REQUEST
Revise the records from the line with "Can you see the evergreen" up to and including the line with "(1122, 348)", substituting "image" for every occurrence of "photo" and leaving all else unchanged. Return only those lines.

----- EXTRACTED INFORMATION

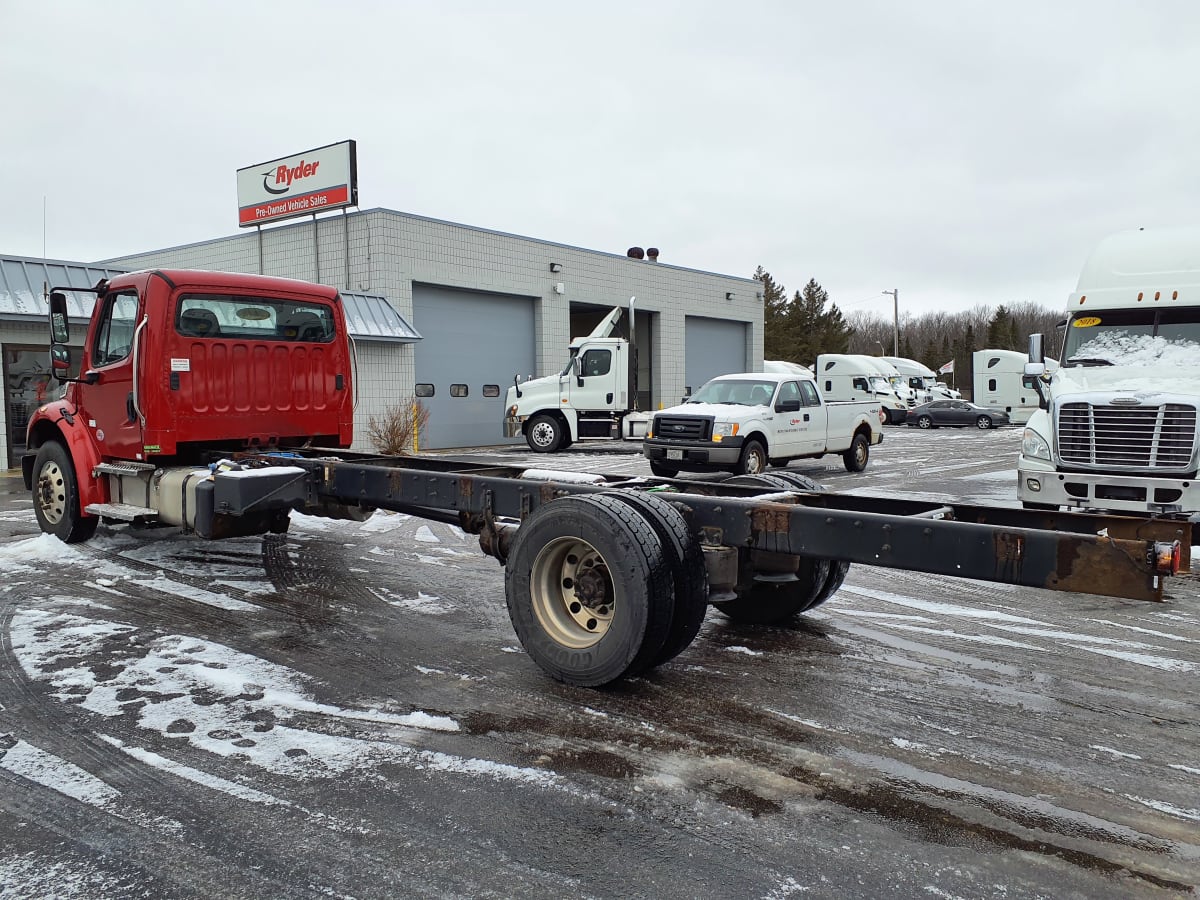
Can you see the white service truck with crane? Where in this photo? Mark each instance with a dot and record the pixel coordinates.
(593, 396)
(1116, 429)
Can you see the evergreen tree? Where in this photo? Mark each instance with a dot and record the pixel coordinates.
(1000, 330)
(777, 339)
(816, 328)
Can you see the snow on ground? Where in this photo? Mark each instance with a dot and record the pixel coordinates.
(221, 701)
(49, 771)
(70, 877)
(1135, 652)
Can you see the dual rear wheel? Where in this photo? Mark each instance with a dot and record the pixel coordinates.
(603, 587)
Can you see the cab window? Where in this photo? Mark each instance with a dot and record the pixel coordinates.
(114, 337)
(597, 363)
(809, 395)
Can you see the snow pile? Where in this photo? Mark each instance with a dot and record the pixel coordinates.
(1122, 348)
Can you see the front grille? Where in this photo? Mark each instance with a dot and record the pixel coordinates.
(683, 427)
(1103, 437)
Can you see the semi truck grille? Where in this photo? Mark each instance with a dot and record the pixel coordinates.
(683, 427)
(1127, 437)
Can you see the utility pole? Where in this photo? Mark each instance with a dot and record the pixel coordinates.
(895, 321)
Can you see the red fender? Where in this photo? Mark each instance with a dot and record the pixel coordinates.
(49, 424)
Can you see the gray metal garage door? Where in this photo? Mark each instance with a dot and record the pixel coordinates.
(473, 346)
(713, 347)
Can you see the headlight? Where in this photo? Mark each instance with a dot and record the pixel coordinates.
(1035, 445)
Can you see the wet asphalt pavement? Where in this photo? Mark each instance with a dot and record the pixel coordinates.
(345, 712)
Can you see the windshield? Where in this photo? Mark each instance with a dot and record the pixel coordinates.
(741, 391)
(213, 316)
(1134, 337)
(881, 384)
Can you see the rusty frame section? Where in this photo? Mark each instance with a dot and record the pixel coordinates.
(1074, 552)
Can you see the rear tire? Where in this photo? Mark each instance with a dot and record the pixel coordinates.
(57, 496)
(687, 562)
(544, 433)
(753, 460)
(858, 455)
(589, 589)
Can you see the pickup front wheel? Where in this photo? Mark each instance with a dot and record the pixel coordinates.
(57, 496)
(858, 455)
(754, 459)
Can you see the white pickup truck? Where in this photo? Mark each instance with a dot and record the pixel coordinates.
(743, 423)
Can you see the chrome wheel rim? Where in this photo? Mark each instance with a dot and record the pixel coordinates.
(543, 433)
(52, 492)
(573, 593)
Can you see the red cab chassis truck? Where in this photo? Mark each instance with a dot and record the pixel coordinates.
(220, 402)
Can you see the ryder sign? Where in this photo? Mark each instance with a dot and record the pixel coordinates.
(312, 181)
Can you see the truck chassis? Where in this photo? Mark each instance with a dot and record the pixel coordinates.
(609, 576)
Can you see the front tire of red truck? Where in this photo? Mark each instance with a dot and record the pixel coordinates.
(57, 496)
(589, 589)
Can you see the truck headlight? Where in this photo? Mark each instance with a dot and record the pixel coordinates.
(1035, 445)
(724, 430)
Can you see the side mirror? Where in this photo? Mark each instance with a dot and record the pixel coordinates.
(1037, 349)
(61, 364)
(60, 330)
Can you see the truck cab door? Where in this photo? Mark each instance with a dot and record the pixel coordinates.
(108, 401)
(598, 383)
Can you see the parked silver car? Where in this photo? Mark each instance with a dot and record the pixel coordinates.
(955, 412)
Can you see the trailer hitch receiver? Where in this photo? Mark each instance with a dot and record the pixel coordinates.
(1164, 556)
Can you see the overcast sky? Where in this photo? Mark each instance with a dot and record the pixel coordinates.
(964, 153)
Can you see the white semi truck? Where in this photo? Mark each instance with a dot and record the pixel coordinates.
(849, 376)
(1116, 429)
(594, 395)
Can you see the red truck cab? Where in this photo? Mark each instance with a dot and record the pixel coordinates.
(178, 365)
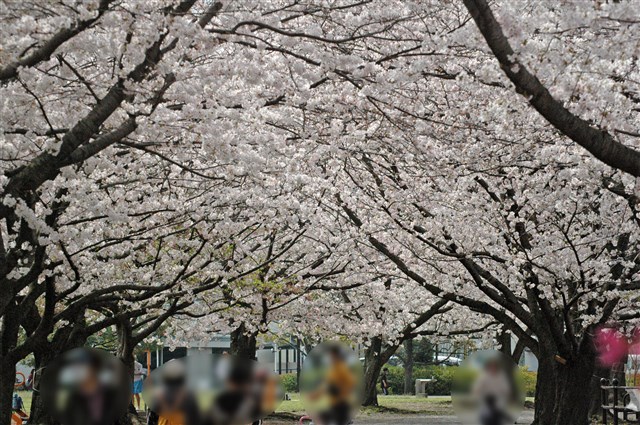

----------

EXERCISE OUTPUT
Can you see the evergreen tree? Where in this image? Mark each instance with a dot and record the pixel coordinates.
(1000, 330)
(777, 339)
(816, 328)
Can you see the snow on ground? Where in this image? Mark each instance with a dot and record the pixel coordinates.
(221, 701)
(49, 771)
(70, 877)
(1135, 652)
Can you see the dual rear wheel? Where in this image? Mark each instance with a dot and record the pixel coordinates.
(603, 587)
Can you see the cab window? Where in this image? Mark each instance with a dot and record the pixel coordinates.
(114, 337)
(597, 363)
(809, 395)
Can you see the snow pile? Where in this image? Mark each instance with a dot and record the pixel coordinates.
(1122, 348)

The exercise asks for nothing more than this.